'''

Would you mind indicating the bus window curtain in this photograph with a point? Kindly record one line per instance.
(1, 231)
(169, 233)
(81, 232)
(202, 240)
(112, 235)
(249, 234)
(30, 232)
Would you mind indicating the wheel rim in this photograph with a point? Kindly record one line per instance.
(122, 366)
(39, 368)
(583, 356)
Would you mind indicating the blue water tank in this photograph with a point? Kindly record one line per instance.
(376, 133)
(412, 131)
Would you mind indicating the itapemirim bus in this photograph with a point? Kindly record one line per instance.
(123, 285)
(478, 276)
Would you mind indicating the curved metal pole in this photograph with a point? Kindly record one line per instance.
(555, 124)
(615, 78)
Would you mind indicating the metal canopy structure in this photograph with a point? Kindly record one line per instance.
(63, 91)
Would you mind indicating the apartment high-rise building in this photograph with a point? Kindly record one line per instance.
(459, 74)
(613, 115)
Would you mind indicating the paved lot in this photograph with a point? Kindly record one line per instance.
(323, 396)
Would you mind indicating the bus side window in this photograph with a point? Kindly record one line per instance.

'''

- SHORT TASK: Copy all of the records above word for word, changing nothing.

- REPLY TO THE EXERCISE:
Would you mind indicating the bus window curtain in this photograph with a point? Kindly record one line per instance.
(1, 231)
(169, 233)
(81, 232)
(202, 240)
(112, 235)
(249, 234)
(30, 232)
Would you mind indicating the wheel rim in this photograph with a point? Kindly record one line per instance.
(122, 366)
(39, 368)
(583, 356)
Would you mind indicating the blue water tank in this photograph with a point? Kindly record one line per instance.
(376, 133)
(412, 131)
Would you mind indicating the itapemirim bus in this photograph with a point? Kindly record one line per instance.
(123, 285)
(478, 276)
Would you mind indicating the curved metal pole in this photograph with a point? Kindly record one line per instance.
(555, 124)
(615, 78)
Would you mind indicating the metal canopy structure in this photograph with a point? Kindly record one line per instance.
(63, 91)
Would you mind indicating the apartment high-rise building in this photograph with a point? Kindly record one line per instance.
(459, 74)
(613, 115)
Would you mind indicating the paved lot in this photograph with a point? Kindly record one line per instance.
(323, 396)
Would you mind indicating the bus side window in this photograph with a point? Kindly record one line per instance.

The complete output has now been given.